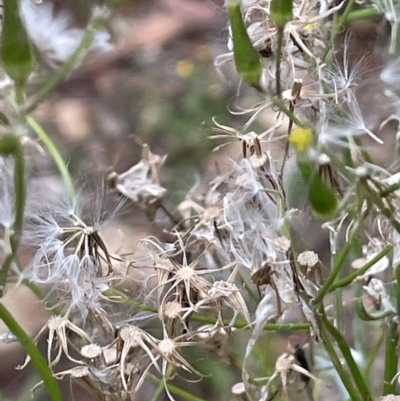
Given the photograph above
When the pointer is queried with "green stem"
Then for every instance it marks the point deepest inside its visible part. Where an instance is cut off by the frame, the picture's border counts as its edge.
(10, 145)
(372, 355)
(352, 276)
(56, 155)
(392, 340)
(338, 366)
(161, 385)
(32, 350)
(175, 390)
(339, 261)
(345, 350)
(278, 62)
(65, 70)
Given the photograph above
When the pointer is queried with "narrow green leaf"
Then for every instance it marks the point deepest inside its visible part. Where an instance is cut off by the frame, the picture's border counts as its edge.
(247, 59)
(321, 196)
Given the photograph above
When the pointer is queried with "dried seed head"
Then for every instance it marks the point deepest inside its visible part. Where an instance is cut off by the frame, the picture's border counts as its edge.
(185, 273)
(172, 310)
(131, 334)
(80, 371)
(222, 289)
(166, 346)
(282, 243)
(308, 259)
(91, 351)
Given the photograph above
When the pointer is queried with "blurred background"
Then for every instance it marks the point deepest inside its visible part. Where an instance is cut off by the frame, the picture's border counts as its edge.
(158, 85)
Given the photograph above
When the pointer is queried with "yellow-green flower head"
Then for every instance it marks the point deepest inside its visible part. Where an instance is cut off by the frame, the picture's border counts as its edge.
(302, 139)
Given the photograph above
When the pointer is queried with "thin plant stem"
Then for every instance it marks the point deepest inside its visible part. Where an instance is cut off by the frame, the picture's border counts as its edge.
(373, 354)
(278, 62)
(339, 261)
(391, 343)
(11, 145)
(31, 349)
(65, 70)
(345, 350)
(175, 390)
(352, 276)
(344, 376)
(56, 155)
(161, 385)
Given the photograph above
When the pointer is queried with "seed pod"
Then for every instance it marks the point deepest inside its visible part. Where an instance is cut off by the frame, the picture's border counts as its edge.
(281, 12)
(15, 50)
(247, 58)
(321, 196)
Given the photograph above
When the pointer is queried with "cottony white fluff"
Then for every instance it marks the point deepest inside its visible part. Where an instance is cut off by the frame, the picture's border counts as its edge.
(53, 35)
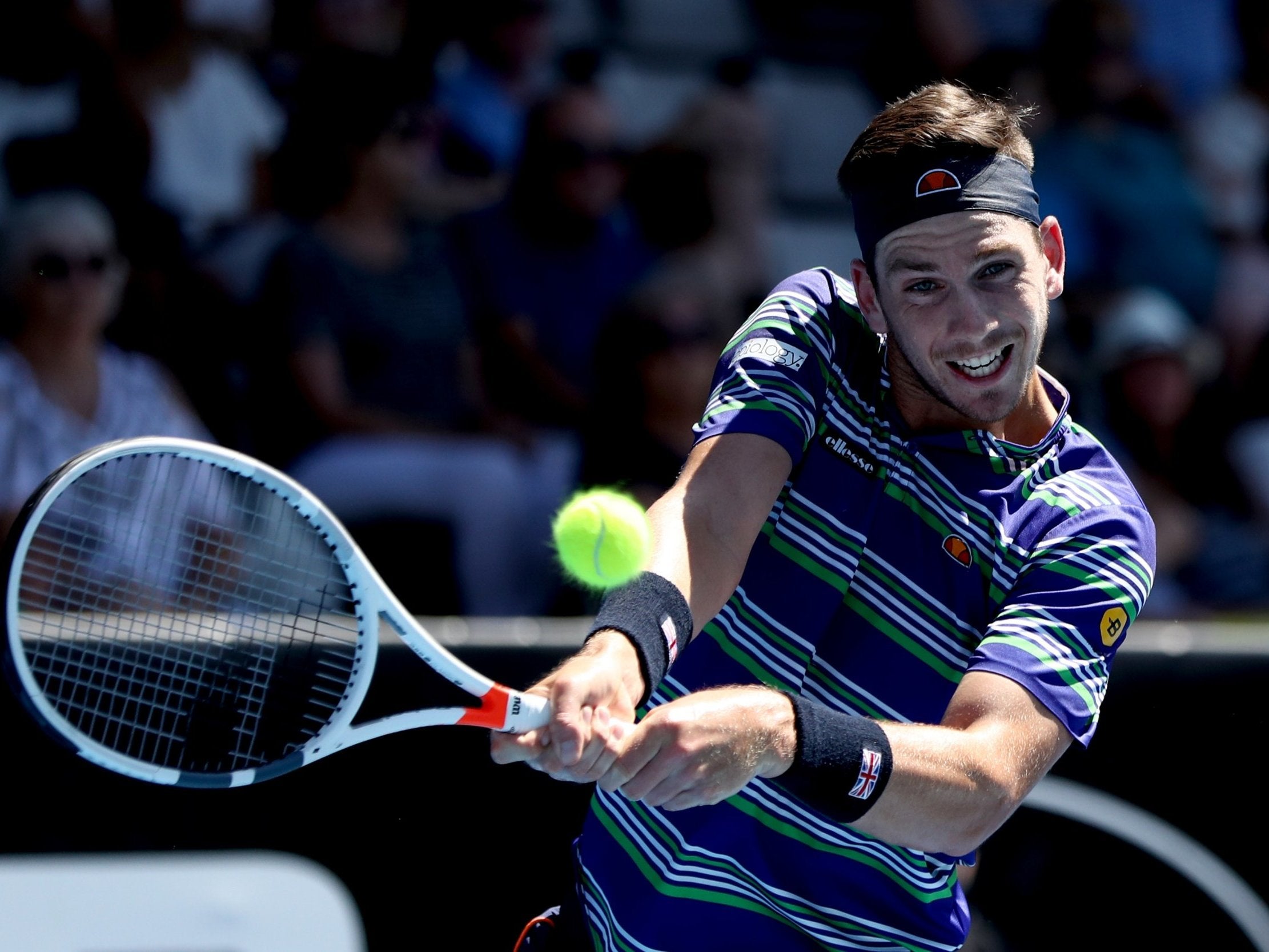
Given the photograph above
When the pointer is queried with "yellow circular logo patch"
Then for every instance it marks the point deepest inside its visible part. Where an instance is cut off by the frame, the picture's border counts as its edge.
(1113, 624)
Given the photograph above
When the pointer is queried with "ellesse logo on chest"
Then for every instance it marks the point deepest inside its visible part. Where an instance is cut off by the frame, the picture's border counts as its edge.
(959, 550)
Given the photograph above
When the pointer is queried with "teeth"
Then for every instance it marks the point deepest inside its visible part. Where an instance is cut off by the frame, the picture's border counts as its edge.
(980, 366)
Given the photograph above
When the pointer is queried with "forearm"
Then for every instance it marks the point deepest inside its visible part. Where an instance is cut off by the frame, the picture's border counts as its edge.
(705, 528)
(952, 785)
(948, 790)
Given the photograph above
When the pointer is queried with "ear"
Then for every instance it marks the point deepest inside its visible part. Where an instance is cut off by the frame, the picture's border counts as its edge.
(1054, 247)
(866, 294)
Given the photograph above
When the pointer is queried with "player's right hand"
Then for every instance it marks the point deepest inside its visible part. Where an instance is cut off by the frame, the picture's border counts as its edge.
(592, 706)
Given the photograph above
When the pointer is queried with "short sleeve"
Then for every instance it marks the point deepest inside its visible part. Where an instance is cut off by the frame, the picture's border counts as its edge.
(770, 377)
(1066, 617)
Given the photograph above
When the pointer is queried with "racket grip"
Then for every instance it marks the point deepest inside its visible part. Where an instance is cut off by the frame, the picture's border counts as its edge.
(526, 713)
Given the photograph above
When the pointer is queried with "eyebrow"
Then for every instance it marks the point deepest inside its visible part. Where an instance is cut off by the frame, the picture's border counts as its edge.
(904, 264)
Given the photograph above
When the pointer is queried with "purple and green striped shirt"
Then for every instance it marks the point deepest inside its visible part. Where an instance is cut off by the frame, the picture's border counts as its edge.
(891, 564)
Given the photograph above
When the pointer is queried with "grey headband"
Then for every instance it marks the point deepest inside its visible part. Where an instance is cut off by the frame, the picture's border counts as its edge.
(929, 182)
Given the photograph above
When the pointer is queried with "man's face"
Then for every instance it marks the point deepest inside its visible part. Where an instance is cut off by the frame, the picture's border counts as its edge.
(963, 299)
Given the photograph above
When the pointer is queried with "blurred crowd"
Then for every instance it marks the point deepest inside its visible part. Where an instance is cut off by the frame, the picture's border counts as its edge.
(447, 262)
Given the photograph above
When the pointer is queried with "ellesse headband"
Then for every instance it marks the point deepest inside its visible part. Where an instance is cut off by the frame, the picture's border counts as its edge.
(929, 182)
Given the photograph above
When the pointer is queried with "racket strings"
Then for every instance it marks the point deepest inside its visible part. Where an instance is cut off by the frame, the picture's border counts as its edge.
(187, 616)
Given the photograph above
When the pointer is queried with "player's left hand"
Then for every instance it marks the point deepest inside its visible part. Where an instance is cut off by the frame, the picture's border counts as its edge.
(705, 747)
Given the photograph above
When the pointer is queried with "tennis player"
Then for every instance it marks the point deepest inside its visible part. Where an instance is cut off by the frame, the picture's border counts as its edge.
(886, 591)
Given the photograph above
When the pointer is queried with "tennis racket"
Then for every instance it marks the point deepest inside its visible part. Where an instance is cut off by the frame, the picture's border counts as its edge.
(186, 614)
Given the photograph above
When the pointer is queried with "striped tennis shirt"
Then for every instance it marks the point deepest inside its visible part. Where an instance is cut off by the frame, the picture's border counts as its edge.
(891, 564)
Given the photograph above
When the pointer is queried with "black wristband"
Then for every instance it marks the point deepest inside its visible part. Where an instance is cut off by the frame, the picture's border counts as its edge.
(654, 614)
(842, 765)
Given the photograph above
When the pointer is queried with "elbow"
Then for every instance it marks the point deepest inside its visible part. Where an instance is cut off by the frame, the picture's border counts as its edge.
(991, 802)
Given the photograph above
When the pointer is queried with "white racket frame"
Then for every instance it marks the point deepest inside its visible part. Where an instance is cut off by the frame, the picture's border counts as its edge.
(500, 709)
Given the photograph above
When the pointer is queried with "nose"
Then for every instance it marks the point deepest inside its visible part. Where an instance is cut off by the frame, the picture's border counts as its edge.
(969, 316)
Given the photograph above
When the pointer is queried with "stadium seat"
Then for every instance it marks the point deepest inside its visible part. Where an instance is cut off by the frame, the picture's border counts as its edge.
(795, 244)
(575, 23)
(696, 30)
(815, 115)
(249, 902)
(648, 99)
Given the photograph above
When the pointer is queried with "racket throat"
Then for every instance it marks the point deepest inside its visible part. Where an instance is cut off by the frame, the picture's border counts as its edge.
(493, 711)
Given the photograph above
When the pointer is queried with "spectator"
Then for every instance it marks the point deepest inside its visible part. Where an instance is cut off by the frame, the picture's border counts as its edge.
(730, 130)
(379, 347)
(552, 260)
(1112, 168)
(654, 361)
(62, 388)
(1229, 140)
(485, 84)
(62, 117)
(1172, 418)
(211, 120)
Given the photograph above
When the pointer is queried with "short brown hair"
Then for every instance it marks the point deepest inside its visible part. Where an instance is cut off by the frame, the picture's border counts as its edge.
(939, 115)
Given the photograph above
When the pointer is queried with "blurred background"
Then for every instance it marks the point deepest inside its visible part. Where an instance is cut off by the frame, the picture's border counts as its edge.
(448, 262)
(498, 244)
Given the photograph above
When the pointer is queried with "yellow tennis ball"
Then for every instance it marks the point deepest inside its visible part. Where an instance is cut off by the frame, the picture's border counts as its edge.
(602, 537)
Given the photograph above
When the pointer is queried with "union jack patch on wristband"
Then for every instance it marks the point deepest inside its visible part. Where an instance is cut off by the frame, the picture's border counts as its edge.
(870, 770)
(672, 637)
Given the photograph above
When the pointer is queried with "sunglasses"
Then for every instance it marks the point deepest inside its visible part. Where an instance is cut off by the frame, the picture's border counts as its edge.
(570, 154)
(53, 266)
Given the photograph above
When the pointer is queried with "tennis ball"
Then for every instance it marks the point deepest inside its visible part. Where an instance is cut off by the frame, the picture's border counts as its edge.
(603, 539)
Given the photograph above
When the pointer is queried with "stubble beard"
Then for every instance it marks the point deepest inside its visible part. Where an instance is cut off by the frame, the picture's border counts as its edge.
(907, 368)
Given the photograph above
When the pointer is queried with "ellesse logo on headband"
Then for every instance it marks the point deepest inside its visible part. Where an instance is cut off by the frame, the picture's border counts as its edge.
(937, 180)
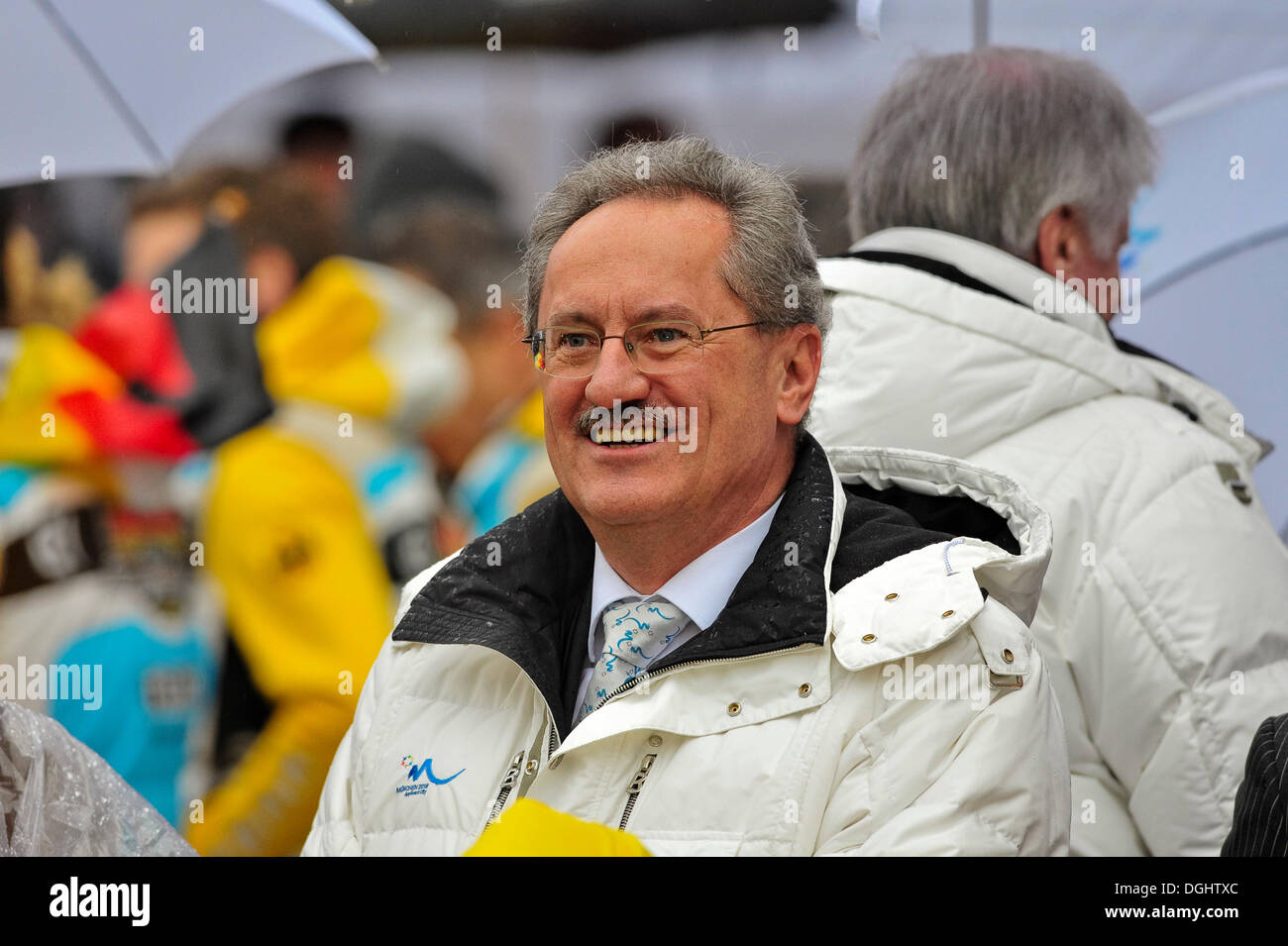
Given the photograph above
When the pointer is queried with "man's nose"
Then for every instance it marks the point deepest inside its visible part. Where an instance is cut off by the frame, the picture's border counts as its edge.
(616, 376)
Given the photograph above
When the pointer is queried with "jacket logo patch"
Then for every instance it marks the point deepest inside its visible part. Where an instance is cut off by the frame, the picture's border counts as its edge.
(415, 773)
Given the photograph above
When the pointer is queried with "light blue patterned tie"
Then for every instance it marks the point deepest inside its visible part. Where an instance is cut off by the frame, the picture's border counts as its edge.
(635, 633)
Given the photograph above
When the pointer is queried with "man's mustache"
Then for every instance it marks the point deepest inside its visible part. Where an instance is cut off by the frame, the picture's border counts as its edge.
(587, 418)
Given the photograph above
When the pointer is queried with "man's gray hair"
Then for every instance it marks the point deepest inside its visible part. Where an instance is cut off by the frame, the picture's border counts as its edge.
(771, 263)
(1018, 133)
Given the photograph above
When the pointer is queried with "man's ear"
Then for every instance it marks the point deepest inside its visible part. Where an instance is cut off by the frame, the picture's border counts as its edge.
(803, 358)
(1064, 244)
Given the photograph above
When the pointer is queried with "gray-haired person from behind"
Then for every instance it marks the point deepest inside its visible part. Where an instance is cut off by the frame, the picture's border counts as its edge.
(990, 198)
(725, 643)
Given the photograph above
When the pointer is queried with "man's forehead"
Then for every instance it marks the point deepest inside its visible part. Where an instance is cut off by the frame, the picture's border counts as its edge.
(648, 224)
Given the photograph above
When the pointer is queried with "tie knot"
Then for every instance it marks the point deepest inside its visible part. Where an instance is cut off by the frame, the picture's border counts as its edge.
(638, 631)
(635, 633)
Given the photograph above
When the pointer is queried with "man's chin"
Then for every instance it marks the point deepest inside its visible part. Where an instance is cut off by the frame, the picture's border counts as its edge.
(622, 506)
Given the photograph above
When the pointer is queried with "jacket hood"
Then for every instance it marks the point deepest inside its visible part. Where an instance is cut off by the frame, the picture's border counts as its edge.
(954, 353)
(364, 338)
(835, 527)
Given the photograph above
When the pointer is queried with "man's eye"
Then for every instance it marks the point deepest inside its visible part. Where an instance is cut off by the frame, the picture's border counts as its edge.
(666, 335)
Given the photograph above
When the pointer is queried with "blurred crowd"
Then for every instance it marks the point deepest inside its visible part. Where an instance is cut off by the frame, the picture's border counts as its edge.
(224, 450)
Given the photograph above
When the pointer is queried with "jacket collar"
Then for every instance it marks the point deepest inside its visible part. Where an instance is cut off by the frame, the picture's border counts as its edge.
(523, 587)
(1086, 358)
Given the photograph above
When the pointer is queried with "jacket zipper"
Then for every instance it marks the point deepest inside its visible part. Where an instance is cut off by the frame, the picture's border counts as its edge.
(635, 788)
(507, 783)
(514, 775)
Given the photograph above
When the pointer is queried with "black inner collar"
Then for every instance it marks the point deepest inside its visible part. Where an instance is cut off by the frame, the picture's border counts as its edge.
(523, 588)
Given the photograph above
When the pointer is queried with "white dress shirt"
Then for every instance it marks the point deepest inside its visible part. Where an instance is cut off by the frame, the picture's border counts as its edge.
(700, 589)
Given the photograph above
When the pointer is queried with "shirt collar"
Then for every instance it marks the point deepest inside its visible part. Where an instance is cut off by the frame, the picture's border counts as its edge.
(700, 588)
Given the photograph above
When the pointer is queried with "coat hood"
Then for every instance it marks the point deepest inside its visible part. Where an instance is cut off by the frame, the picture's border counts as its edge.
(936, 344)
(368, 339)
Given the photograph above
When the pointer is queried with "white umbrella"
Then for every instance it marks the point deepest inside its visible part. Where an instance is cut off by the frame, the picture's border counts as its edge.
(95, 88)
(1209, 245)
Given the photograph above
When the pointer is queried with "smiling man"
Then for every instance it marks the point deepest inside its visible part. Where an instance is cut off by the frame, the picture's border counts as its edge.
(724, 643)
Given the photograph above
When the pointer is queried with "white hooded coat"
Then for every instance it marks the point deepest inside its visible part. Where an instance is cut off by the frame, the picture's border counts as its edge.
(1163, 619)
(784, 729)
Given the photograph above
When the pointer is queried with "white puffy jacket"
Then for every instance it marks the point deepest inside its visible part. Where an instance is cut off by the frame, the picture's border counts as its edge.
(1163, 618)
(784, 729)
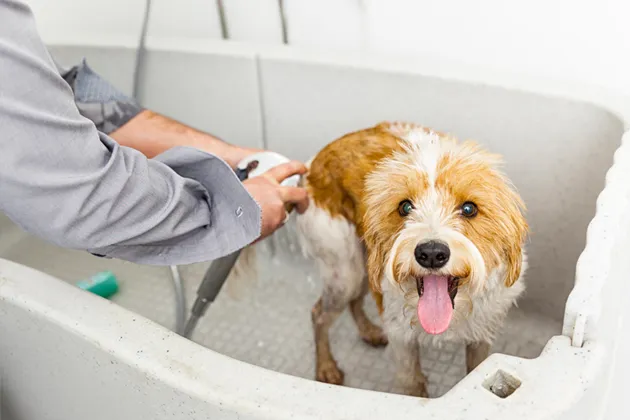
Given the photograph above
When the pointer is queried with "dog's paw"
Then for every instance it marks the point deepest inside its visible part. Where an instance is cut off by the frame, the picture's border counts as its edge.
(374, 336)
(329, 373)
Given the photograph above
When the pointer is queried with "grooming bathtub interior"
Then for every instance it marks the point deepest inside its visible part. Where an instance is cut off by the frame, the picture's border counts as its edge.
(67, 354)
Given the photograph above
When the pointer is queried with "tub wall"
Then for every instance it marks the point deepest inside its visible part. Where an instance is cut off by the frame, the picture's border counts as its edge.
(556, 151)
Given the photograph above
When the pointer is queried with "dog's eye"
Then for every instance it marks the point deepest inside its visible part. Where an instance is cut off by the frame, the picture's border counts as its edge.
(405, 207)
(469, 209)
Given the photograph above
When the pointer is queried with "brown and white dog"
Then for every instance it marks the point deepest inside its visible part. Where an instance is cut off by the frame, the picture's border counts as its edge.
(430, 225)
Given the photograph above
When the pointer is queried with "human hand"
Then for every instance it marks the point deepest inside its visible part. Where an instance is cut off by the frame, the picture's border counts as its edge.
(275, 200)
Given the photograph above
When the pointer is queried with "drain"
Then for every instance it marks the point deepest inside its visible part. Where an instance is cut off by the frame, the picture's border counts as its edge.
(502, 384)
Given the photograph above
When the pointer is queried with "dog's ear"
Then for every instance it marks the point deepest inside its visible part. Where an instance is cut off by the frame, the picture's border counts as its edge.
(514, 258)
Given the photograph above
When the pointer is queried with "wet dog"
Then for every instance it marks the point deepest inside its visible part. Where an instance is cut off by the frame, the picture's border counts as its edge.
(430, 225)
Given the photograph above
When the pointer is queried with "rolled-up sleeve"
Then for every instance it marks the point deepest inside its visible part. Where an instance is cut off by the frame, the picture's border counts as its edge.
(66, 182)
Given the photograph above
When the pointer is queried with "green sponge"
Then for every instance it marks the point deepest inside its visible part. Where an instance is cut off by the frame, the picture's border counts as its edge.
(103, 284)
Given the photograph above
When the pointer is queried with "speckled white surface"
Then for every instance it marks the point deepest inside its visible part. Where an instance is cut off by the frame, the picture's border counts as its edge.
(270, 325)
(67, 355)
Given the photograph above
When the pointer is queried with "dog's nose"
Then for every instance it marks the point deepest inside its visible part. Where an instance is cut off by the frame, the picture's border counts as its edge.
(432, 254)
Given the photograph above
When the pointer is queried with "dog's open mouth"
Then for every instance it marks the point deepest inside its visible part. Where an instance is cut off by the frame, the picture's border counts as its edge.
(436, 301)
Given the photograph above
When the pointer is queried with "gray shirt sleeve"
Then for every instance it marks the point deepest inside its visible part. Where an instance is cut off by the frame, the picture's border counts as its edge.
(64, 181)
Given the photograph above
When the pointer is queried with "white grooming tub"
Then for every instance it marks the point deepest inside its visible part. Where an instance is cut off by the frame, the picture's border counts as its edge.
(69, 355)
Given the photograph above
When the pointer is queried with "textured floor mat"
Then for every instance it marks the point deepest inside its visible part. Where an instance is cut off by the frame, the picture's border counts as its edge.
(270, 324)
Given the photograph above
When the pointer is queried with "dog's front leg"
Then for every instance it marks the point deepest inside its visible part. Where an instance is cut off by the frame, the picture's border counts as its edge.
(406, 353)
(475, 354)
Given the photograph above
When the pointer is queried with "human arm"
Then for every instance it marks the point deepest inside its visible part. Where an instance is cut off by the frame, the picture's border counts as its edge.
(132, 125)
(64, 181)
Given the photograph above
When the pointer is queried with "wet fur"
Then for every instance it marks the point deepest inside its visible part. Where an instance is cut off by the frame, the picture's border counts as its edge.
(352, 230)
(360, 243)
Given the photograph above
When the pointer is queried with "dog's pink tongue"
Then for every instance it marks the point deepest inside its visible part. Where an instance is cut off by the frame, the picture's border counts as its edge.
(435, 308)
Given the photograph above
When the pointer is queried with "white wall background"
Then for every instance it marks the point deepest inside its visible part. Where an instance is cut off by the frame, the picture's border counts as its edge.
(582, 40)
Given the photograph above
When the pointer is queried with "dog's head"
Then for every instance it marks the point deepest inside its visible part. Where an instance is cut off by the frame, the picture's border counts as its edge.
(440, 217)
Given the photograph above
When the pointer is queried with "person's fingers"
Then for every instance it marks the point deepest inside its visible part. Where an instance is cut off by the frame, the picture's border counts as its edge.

What is required = Gather every line from the rows above that contains the word "collar", and copy each of those lines in full.

Final result =
When the pointer is queried with "jacket collar"
When the pointer is queried with "black inner collar"
When the pointer is queried with "shirt collar"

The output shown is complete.